## TASK OBJECTIVE
Bring together copies of the lines in the data below that contain the word "white".

Collected data entries:
/---
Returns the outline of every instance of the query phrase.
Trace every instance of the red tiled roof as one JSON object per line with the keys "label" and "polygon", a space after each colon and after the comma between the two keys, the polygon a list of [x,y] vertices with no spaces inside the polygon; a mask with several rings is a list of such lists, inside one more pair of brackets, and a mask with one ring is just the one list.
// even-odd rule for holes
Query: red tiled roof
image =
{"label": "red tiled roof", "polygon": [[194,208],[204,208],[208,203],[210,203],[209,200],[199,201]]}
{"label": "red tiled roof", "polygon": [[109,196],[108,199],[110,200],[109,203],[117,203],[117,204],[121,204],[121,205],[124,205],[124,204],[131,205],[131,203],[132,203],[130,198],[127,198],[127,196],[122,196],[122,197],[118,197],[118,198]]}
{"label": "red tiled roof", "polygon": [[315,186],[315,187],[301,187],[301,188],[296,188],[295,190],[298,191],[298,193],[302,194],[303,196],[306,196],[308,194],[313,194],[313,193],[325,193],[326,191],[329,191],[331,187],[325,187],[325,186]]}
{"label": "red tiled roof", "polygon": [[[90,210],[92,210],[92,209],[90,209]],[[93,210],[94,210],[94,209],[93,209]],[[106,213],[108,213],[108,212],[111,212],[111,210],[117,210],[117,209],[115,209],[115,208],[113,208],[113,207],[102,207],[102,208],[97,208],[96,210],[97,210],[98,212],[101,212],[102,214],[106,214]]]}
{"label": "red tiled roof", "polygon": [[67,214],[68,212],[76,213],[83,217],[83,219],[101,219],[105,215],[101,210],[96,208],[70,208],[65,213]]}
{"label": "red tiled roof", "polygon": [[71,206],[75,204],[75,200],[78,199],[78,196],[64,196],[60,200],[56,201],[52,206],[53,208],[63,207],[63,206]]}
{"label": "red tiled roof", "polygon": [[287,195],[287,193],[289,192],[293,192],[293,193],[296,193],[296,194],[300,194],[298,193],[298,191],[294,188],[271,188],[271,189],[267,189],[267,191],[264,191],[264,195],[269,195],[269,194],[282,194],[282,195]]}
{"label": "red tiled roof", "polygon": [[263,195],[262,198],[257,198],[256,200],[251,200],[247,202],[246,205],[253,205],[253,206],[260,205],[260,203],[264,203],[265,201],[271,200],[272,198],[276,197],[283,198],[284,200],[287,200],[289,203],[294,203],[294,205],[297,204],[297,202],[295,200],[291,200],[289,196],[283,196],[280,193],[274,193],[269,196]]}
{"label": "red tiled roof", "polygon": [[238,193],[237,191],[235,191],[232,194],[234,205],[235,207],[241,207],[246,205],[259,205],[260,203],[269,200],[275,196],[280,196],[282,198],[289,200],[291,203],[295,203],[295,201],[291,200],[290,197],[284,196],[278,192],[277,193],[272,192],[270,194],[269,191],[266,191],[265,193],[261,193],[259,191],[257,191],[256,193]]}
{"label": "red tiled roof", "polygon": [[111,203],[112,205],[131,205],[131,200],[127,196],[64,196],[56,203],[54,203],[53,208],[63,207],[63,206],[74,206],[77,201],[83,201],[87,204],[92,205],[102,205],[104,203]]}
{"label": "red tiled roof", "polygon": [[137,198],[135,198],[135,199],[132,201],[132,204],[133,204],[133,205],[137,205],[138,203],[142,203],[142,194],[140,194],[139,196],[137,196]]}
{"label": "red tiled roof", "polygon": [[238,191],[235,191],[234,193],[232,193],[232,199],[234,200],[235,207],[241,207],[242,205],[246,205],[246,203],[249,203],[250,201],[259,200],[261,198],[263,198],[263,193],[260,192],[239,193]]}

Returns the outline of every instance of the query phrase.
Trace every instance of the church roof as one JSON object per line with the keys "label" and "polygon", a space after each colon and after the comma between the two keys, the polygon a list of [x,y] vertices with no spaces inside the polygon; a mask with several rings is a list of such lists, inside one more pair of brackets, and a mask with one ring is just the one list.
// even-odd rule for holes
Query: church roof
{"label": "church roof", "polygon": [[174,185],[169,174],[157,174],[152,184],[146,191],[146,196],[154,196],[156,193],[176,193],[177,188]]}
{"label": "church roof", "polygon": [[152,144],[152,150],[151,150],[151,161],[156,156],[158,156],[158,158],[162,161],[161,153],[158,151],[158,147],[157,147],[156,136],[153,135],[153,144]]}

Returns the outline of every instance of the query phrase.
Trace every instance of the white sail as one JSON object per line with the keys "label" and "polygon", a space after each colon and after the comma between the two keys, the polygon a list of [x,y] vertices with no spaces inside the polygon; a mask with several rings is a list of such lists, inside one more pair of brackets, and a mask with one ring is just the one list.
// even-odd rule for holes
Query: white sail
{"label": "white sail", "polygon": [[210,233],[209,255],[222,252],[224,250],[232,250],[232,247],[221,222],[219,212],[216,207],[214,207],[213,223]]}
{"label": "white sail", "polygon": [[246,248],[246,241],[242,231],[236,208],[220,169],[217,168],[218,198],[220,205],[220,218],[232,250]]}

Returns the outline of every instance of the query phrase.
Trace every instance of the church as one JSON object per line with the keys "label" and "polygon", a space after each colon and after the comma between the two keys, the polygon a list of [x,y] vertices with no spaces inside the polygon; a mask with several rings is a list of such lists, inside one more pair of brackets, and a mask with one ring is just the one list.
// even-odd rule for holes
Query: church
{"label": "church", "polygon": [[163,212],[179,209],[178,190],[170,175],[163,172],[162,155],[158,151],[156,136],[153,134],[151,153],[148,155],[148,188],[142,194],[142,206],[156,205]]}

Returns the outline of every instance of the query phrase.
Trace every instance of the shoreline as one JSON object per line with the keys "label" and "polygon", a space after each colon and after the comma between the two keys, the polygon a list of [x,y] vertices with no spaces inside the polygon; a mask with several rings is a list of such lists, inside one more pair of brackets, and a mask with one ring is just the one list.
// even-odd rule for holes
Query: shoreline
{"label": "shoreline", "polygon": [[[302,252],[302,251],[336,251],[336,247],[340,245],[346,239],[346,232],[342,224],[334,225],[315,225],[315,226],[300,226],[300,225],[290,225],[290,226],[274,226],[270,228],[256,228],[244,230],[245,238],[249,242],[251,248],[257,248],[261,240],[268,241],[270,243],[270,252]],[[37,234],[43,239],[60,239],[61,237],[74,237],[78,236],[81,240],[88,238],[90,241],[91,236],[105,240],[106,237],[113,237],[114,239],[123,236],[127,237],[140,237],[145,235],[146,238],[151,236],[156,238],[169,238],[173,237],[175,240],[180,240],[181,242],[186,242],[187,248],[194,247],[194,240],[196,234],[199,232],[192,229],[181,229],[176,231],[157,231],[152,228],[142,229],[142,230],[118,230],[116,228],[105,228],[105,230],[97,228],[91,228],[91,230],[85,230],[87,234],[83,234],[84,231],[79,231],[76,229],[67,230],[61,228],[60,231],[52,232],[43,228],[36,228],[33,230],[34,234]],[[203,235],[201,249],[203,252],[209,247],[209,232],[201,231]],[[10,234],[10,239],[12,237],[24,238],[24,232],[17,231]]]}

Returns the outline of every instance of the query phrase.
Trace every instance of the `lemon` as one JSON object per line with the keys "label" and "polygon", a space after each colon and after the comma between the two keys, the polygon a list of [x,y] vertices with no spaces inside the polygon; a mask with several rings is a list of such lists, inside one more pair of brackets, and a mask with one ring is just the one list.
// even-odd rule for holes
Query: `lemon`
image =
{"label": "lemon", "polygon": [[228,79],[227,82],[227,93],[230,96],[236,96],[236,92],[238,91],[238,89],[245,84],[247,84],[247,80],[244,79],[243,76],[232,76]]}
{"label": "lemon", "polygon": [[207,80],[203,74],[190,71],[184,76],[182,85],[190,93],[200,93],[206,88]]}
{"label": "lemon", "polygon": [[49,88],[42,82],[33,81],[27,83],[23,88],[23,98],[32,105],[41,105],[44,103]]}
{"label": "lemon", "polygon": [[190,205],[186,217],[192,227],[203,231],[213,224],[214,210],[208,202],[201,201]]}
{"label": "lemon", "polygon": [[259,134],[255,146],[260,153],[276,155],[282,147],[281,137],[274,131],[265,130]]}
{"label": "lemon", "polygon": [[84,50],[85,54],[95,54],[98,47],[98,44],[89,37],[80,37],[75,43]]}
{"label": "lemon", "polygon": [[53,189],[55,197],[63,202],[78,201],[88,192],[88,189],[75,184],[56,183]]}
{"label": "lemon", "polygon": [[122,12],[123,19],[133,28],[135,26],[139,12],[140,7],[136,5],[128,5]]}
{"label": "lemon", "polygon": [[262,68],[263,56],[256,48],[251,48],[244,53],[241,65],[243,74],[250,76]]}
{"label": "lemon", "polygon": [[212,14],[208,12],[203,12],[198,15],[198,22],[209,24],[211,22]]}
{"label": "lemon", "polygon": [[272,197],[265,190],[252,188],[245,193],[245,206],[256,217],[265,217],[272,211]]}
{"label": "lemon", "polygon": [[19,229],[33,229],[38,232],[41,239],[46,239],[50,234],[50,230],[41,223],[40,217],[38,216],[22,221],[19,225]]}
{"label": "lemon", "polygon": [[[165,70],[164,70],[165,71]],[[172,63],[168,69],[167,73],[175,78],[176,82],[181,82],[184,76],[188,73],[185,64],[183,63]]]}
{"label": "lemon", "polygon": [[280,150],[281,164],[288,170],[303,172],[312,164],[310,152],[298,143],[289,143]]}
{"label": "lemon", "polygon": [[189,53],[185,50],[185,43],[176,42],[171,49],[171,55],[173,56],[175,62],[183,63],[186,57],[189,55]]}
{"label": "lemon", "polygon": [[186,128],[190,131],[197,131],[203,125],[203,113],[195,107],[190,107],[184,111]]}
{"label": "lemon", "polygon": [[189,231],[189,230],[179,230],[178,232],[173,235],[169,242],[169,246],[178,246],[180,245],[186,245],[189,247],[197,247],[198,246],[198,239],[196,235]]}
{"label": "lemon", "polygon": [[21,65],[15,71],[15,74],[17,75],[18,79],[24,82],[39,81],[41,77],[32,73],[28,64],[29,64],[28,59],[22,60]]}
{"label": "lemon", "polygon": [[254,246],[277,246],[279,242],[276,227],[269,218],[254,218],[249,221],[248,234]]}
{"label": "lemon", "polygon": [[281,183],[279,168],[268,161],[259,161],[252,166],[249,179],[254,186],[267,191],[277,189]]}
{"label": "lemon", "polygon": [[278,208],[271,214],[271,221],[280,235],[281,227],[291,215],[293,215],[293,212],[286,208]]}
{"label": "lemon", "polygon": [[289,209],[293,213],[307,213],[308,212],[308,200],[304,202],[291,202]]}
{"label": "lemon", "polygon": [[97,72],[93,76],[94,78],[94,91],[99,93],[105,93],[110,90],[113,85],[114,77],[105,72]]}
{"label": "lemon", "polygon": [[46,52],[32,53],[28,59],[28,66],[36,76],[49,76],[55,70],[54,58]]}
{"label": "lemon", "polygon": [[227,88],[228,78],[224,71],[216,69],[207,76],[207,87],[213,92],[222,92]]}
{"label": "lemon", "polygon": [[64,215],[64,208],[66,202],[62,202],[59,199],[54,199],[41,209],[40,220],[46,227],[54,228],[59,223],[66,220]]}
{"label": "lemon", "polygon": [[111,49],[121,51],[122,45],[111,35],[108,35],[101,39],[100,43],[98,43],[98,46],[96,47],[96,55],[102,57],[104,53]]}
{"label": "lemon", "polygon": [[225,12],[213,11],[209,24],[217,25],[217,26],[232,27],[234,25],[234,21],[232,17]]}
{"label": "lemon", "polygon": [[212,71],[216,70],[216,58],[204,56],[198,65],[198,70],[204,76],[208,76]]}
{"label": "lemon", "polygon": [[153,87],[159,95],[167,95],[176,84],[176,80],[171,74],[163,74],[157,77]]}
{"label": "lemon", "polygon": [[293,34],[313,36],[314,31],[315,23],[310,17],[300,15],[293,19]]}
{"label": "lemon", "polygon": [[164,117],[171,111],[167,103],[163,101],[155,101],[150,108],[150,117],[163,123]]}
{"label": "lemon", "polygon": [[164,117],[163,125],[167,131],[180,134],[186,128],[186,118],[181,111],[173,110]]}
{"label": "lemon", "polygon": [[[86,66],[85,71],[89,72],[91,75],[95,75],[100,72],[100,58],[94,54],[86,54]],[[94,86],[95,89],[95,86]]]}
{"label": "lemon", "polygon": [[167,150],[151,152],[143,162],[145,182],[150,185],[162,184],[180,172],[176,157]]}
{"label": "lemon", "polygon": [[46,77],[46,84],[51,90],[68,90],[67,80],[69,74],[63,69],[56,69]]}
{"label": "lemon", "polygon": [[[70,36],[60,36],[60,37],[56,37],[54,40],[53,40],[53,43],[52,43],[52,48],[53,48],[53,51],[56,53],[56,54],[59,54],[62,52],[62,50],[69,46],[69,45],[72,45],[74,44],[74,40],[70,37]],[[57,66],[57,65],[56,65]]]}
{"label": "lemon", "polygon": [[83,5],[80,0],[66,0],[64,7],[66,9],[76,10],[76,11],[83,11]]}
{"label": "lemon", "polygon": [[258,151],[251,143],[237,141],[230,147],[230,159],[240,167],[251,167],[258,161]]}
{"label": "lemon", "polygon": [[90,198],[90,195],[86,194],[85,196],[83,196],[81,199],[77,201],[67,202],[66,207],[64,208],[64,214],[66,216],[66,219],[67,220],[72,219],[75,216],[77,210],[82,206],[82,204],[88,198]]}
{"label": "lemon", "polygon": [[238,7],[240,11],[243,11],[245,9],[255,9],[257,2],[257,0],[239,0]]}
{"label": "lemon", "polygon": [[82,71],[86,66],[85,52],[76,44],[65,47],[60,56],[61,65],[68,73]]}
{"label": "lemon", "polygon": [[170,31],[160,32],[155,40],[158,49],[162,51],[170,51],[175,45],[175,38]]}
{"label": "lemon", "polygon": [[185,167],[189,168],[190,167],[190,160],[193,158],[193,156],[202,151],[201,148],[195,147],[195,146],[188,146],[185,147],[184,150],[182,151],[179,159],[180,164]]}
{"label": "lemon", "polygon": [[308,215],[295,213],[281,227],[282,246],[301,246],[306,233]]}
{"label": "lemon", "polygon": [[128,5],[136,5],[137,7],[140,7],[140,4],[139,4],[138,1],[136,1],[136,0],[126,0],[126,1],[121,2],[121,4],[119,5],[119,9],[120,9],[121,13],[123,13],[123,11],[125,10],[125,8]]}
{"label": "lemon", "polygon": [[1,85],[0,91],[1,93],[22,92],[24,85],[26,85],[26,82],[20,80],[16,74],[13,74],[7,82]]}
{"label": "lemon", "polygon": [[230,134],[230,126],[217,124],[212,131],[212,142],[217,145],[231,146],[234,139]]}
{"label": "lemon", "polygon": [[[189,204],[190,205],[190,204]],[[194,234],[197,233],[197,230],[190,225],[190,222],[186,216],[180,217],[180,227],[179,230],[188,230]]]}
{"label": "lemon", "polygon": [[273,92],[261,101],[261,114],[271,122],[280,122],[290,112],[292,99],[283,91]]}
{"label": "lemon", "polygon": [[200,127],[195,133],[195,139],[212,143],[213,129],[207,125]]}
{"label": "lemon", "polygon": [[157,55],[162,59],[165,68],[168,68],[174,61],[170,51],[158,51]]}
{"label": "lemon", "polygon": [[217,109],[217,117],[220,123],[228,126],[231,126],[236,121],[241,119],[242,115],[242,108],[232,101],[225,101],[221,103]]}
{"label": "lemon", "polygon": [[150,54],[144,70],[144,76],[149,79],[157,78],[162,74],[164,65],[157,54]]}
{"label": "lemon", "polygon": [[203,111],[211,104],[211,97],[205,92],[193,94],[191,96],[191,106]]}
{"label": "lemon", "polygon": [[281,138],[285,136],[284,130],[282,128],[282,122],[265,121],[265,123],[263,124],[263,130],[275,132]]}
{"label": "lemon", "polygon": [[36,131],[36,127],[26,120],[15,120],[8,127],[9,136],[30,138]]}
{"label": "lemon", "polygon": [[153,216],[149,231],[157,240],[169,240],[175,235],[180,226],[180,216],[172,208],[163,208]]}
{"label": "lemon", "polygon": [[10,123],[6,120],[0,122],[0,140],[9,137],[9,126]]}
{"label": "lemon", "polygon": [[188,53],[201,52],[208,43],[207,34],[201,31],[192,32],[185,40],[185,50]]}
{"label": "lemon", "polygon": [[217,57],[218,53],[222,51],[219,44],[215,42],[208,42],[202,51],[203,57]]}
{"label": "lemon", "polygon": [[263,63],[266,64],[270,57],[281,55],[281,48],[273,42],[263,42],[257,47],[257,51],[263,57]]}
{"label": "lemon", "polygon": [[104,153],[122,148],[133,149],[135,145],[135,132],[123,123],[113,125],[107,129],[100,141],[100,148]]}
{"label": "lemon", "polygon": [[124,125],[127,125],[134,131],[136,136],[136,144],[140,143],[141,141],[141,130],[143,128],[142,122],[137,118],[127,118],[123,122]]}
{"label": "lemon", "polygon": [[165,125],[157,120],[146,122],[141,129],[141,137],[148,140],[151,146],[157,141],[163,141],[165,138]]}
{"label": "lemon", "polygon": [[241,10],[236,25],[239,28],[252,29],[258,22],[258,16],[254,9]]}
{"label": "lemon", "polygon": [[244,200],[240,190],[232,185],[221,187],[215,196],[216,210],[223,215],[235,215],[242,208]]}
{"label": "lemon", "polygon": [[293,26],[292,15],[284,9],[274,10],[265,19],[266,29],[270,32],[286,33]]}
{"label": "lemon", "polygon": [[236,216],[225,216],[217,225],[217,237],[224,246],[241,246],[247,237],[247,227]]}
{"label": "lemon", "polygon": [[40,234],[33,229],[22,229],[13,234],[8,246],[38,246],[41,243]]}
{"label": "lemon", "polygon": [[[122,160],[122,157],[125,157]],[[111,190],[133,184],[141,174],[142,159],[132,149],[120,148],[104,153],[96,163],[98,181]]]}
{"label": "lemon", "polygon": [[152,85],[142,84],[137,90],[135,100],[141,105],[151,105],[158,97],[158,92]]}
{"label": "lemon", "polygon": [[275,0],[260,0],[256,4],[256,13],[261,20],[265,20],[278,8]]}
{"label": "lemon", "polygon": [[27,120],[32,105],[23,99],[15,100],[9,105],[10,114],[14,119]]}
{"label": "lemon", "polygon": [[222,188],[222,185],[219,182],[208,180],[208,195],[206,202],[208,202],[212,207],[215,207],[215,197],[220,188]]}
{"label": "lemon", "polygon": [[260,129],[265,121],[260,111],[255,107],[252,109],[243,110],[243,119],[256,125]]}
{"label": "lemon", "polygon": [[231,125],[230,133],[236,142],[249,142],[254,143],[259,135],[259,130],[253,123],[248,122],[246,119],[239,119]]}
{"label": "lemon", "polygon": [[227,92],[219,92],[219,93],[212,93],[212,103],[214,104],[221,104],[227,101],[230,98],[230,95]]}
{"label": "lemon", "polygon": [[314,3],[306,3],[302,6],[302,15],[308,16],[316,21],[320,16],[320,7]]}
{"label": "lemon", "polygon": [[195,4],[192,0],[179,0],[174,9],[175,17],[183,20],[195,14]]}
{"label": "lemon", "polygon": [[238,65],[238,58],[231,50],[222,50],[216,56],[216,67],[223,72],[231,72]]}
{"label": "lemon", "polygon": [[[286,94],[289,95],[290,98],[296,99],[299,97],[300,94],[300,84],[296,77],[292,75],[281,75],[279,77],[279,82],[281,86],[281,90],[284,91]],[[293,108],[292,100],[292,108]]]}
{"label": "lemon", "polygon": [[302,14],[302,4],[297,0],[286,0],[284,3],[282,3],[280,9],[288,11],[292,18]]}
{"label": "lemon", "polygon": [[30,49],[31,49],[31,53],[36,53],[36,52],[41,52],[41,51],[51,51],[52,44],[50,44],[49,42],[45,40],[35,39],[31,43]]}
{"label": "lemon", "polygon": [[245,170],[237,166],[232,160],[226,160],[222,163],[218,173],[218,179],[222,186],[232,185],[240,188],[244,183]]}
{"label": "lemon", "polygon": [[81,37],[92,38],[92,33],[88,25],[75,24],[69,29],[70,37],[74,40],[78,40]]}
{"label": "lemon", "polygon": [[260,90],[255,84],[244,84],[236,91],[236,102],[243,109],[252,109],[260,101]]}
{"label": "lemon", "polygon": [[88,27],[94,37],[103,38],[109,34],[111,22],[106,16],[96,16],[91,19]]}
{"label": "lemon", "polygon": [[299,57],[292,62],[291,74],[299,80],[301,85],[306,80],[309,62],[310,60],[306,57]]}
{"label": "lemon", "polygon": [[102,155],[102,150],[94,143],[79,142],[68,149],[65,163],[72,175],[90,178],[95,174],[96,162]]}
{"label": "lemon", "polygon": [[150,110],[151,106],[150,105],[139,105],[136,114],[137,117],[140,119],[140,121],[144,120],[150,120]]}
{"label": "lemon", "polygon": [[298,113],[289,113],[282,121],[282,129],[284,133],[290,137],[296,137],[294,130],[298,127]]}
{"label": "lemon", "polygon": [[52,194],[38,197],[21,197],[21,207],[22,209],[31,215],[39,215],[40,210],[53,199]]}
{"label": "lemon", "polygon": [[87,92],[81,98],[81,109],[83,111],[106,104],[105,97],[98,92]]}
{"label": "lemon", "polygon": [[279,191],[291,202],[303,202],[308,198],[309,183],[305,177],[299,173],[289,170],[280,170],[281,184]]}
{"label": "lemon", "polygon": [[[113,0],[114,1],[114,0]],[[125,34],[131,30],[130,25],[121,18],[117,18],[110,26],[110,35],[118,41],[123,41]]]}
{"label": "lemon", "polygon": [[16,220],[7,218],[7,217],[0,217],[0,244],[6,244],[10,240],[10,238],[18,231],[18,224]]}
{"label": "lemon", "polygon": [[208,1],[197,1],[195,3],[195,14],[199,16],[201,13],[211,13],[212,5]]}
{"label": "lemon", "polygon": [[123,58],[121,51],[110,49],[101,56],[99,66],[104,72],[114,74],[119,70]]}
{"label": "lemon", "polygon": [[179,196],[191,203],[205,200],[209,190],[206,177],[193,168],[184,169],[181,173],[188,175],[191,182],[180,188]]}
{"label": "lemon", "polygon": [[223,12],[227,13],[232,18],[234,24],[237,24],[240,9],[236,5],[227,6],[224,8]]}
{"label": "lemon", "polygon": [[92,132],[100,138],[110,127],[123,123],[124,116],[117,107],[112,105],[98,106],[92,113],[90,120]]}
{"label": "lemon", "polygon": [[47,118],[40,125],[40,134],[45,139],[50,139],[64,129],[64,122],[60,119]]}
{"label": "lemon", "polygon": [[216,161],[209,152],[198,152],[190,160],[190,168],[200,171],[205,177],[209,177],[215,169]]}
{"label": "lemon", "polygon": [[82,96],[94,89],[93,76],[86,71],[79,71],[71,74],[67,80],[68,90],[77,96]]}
\---
## RESULT FOR THIS TASK
Trace every instance of the white sail as one JSON object per line with the keys "label" and "polygon", a space after each colon and after the comma between the two keys, the polygon a list of [x,y] vertices with no spaces inside the polygon; a mask with several rings is a list of such lists, inside one more pair of brackets, and a mask with one ring is just the one list.
Query: white sail
{"label": "white sail", "polygon": [[210,233],[209,255],[222,252],[224,250],[232,250],[232,247],[221,222],[219,212],[216,207],[214,207],[213,223]]}
{"label": "white sail", "polygon": [[246,248],[246,241],[242,231],[236,208],[220,169],[217,168],[218,198],[220,205],[220,218],[232,250]]}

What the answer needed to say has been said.